BEGIN Raw data

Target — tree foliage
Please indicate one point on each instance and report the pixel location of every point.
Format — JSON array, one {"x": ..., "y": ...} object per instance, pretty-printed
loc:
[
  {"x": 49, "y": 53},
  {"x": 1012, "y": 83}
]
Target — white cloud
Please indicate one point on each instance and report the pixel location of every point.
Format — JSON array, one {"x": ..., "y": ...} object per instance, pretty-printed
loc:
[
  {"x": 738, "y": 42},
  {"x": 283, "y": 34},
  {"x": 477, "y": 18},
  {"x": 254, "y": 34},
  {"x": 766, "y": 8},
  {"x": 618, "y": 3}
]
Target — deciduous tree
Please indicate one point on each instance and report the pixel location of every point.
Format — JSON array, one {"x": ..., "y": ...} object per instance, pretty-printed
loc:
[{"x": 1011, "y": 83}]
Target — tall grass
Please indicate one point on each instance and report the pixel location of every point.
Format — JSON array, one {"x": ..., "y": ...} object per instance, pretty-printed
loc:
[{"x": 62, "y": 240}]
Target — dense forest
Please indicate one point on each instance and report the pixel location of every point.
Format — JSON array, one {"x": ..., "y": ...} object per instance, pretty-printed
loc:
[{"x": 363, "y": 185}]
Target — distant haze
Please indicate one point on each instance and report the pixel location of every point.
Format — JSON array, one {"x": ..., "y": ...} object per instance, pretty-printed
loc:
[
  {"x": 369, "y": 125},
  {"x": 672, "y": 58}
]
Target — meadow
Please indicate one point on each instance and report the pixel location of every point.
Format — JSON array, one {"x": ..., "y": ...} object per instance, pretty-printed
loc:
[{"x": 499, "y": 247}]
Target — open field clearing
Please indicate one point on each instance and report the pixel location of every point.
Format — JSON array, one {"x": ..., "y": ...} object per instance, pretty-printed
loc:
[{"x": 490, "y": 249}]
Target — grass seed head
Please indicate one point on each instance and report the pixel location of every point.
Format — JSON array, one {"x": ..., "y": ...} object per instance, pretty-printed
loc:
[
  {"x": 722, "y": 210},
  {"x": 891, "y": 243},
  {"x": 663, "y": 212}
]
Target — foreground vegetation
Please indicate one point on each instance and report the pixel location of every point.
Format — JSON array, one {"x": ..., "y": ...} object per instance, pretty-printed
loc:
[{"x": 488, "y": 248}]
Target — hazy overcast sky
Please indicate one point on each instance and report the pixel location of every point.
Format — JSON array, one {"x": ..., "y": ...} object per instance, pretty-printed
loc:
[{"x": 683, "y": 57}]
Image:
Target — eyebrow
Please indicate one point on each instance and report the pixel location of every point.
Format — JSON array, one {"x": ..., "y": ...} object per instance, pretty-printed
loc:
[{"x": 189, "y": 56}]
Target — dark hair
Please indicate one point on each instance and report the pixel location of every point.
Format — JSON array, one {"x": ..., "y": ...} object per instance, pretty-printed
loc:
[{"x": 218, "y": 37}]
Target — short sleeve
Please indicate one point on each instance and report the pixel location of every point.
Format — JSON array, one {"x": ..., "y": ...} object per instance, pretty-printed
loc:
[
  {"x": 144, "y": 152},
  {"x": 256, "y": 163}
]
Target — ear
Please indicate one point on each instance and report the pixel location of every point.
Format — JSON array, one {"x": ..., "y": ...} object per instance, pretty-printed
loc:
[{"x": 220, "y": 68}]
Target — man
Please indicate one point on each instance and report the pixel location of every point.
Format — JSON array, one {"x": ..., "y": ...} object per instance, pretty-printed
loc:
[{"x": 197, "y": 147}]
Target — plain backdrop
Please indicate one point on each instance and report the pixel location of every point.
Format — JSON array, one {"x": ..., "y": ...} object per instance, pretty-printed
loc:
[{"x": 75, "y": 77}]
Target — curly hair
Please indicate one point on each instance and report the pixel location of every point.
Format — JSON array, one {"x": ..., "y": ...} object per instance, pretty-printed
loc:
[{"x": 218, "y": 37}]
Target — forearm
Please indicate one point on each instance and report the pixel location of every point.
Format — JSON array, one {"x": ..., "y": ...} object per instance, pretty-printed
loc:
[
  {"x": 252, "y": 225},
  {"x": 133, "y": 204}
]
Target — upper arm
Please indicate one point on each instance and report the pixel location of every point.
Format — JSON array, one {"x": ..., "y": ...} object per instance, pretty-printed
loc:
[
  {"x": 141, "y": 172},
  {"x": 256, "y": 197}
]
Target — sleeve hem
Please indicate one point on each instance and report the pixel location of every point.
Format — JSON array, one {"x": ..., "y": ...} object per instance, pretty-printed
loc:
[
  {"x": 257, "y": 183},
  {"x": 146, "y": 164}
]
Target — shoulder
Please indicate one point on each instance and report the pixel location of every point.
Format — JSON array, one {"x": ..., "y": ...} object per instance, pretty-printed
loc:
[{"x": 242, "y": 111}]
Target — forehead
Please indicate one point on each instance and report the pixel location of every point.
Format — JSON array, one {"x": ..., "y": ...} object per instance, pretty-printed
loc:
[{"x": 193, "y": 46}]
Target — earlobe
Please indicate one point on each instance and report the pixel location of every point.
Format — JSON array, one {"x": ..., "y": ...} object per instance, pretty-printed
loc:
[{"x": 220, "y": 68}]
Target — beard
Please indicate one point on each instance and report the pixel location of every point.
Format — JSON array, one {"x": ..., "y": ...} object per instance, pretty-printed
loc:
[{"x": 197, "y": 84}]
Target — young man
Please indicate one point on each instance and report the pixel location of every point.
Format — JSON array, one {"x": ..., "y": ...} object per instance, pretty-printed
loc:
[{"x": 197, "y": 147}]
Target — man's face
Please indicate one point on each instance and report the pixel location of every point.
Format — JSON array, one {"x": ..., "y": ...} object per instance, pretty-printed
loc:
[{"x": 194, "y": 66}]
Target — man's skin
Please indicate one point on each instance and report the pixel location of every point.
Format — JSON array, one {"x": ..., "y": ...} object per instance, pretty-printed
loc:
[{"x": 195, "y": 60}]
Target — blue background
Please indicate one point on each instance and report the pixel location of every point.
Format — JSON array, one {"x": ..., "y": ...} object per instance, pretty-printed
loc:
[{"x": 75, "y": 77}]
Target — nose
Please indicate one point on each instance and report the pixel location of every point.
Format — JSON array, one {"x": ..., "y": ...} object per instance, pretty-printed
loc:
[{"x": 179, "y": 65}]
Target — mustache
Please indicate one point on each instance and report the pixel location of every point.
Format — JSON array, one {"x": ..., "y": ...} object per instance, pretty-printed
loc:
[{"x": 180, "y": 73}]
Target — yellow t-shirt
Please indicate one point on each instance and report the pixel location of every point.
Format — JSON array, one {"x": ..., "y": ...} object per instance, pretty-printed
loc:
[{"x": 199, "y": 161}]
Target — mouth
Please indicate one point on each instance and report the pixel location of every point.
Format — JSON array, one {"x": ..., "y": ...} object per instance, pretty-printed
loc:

END Raw data

Put the lines running from the one containing "Target — yellow t-shirt" through the end of the rows into a numbered list, skipping any blank lines.

1. Target — yellow t-shirt
2. Please indicate one point on each instance and report the pixel location of every point.
3. Format — JSON array, one {"x": ..., "y": ...} object per instance, pretty-printed
4. loc:
5. [{"x": 199, "y": 161}]
6. Target — mouth
7. Please indicate one point on each instance and report the pixel location of every point.
8. Format — JSON array, one {"x": ..., "y": ...} object per instance, pretty-printed
9. loc:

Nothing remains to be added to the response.